### Apply what you read:
a) Answer the following from the article on Bay Area remote work.
(i) What percentage of Bay Area workers primarily worked from home in 2022?
(ii) How often has the Bay Area Council's Return to Office survey been administered, and since when?
(iii) What percentage of workers commute by transit as their primary form of transportation?
b) Set down, word for word, everything in the article on Bay Area remote work from "The numbers indicate" down to "points since 2019.".

### Reading passage:
• • • • •

Bay Watch: Bay Area Remote Work Levels Dropping, Still Highest in the Country
Bay Area workers are showing signs of leaving the virtual world behind and returning to offices and workplaces in person. According to new data from the U.S. Census Bureau, 25% of Bay Area workers (aged 16+) primarily worked from home in 2022, an 8-percentage point decrease from a record high of 33% in 2021. Still, the number of workers who primarily worked from home in 2022 remained high compared to California overall (17%) and the nation (15%). The Bay Area’s high level of remote workers isn’t a big surprise given our higher percentage of tech jobs. Indeed, 9 of the top 10 cities in California with the largest remote work shares were in the Bay Area. Click the link below for a listing of remote work share by city.
The numbers indicate that remote work is here to stay for a large chunk of Bay Area workers, a major shift in a region where less than 10% of people primarily worked from home pre-pandemic. The data also corroborate the Bay Area Council’s Return to Office survey , a survey of employers across the region administered bi-monthly since April 2021. Each survey asks employers what percentage of their workforce they predict will be fully remote post pandemic, and for 15 months in a row, the results have hovered around 25%, closely matching new data from the Census. Meanwhile, public transit ridership continues to lag behind: only 5.5% of workers commute by transit as their primary form of transportation, up a meager 2 percentage points since 2021, and down 8 percentage points since 2019.

• • • • •

### Source data:
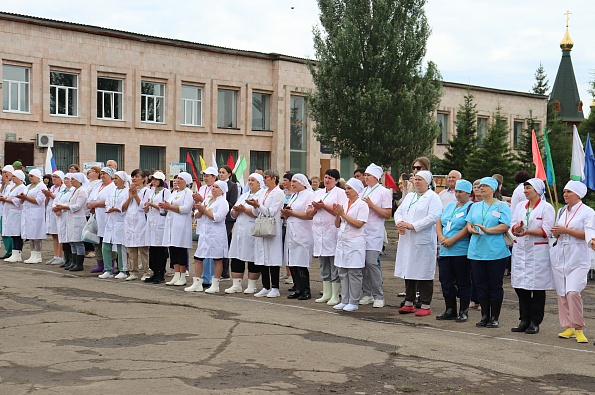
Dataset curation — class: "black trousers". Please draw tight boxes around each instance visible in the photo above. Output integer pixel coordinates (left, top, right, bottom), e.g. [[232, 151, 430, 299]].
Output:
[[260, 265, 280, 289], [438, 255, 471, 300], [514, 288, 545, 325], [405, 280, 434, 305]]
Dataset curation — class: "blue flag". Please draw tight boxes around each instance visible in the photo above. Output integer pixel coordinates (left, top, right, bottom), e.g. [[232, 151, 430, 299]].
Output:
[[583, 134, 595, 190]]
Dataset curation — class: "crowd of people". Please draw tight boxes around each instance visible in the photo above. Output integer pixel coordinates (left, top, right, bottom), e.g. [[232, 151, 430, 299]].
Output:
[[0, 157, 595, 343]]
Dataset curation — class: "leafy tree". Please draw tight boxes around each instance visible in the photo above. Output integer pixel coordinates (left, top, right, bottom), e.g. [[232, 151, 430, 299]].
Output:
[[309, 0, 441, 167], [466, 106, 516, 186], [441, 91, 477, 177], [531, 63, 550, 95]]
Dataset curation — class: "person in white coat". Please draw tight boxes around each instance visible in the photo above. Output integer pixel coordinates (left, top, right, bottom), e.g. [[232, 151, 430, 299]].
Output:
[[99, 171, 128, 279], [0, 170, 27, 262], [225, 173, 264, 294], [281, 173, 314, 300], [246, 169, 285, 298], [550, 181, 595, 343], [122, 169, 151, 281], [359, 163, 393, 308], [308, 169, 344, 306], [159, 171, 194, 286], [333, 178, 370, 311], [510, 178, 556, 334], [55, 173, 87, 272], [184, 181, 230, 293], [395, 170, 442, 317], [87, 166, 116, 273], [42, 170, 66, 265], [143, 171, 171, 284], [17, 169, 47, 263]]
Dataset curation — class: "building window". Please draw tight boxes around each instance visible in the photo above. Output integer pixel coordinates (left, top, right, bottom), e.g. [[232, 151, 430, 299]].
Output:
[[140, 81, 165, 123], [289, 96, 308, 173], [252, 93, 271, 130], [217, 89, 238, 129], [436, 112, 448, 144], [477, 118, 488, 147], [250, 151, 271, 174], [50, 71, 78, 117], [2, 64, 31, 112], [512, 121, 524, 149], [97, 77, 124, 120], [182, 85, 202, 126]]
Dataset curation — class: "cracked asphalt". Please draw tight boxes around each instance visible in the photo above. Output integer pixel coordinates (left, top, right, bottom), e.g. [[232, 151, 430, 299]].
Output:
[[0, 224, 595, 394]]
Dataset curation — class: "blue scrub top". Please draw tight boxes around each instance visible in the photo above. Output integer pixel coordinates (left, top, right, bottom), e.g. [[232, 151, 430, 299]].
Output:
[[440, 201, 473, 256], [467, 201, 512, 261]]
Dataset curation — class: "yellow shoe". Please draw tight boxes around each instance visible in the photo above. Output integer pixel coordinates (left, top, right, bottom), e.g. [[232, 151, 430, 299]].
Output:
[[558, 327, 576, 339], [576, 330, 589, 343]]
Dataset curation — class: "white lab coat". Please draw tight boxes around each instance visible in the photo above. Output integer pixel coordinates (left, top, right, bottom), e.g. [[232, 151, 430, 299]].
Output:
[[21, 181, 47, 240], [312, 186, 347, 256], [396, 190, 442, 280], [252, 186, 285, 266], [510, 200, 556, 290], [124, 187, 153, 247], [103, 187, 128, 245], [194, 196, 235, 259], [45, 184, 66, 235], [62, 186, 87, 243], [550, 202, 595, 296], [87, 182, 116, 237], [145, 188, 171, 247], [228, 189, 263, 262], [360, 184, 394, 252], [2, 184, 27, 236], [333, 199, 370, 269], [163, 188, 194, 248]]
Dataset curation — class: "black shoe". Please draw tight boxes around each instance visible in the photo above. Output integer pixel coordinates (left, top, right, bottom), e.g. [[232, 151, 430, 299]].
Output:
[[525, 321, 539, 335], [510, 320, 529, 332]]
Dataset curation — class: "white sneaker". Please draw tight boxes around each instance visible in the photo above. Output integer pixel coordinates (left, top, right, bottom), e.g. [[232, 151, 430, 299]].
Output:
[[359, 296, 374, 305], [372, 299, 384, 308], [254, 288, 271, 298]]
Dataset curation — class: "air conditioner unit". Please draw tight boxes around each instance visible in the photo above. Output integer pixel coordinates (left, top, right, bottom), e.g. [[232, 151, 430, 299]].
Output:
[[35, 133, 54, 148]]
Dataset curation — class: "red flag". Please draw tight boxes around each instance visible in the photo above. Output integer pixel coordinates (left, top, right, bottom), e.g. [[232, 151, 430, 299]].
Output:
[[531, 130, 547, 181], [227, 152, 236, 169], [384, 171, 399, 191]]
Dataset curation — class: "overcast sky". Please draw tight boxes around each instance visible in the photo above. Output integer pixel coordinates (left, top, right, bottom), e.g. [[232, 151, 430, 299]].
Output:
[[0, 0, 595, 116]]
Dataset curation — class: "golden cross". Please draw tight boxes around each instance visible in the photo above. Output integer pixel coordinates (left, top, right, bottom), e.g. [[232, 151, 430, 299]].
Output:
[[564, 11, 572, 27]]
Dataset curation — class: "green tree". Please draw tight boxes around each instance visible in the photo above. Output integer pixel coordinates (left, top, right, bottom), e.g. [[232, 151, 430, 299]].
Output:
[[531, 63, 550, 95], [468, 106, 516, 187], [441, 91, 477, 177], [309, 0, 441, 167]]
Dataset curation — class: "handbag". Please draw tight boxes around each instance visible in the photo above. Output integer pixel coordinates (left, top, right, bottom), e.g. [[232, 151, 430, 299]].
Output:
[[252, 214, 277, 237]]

• • • • •

### Answers below:
a)
(i) 25%
(ii) Bi-monthly, since April 2021
(iii) 5.5%

b)
The numbers indicate that remote work is here to stay for a large chunk of Bay Area workers, a major shift in a region where less than 10% of people primarily worked from home pre-pandemic. The data also corroborate the Bay Area Council’s Return to Office survey , a survey of employers across the region administered bi-monthly since April 2021. Each survey asks employers what percentage of their workforce they predict will be fully remote post pandemic, and for 15 months in a row, the results have hovered around 25%, closely matching new data from the Census. Meanwhile, public transit ridership continues to lag behind: only 5.5% of workers commute by transit as their primary form of transportation, up a meager 2 percentage points since 2021, and down 8 percentage points since 2019.